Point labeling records
━━━━━━━━━━━━━━━━━━━━━━━━━━━━━━
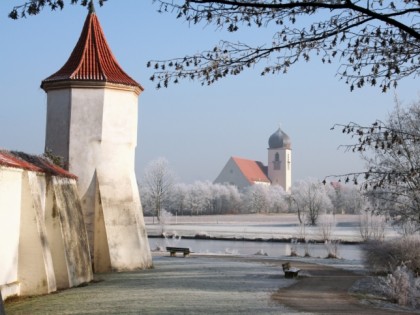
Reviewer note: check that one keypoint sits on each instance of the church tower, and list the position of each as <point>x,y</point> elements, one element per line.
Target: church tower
<point>92,124</point>
<point>280,159</point>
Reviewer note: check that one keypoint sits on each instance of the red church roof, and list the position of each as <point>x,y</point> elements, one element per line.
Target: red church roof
<point>252,170</point>
<point>32,163</point>
<point>92,59</point>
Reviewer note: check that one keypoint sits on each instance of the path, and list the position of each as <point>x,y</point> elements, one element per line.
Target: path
<point>324,290</point>
<point>207,285</point>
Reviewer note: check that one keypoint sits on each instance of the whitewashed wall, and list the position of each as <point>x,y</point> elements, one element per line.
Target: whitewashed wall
<point>43,241</point>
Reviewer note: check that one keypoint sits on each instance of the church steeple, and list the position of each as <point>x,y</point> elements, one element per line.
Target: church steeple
<point>92,113</point>
<point>91,59</point>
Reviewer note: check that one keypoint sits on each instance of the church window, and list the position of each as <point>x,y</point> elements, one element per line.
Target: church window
<point>276,162</point>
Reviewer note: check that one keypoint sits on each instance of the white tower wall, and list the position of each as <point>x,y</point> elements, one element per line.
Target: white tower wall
<point>101,134</point>
<point>280,171</point>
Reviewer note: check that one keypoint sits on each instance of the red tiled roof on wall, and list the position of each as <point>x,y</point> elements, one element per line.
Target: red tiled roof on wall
<point>251,170</point>
<point>32,163</point>
<point>92,59</point>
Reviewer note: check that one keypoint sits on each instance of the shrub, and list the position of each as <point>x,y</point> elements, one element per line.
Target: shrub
<point>386,256</point>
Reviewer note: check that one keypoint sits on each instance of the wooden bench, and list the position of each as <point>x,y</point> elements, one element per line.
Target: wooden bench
<point>173,250</point>
<point>290,272</point>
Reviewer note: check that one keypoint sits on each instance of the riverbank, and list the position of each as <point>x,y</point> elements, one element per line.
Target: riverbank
<point>257,227</point>
<point>207,284</point>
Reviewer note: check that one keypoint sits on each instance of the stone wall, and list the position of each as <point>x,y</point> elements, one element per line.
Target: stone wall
<point>43,240</point>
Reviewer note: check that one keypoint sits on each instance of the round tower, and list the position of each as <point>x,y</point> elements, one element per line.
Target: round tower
<point>280,159</point>
<point>92,108</point>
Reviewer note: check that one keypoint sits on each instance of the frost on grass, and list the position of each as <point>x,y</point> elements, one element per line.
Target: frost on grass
<point>400,287</point>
━━━━━━━━━━━━━━━━━━━━━━━━━━━━━━
» Brief:
Rename "Reviewer note" to "Annotator note" throughout the records, from their start through the line containing "<point>276,162</point>", and output those lines with nothing else altered. Omit the pictures from the output.

» Finished exercise:
Annotator note: check that one keypoint sits on each instance of the church tower, and list the position of each as <point>x,y</point> elements, one element per line.
Target: church tower
<point>92,124</point>
<point>280,159</point>
Annotator note: check that one keypoint sits on each instance of the red church roof, and list the position of each as <point>x,y</point> elements, one element per line.
Target: red church roof
<point>252,170</point>
<point>32,163</point>
<point>92,59</point>
Annotator note: check that one keypoint sits on each instance of the path, and list the position of each as <point>x,y</point> elements, one element per line.
Target: path
<point>324,290</point>
<point>207,285</point>
Annotator note: check that one keypoint sits on each instance of the whitewashed wall, and list the position of each as <point>x,y</point> elements, one element per line.
Target: whitewashed wall
<point>43,241</point>
Annotator note: check that one keypoint sits on each instance of the church steeple, and list the position of each as <point>x,y</point> elements, one element per line.
Target: church steeple
<point>92,113</point>
<point>91,59</point>
Annotator note: check that one keypoint sits on each instance of the church window, and list the position of each as <point>x,y</point> elements, one element per line.
Target: church window
<point>276,162</point>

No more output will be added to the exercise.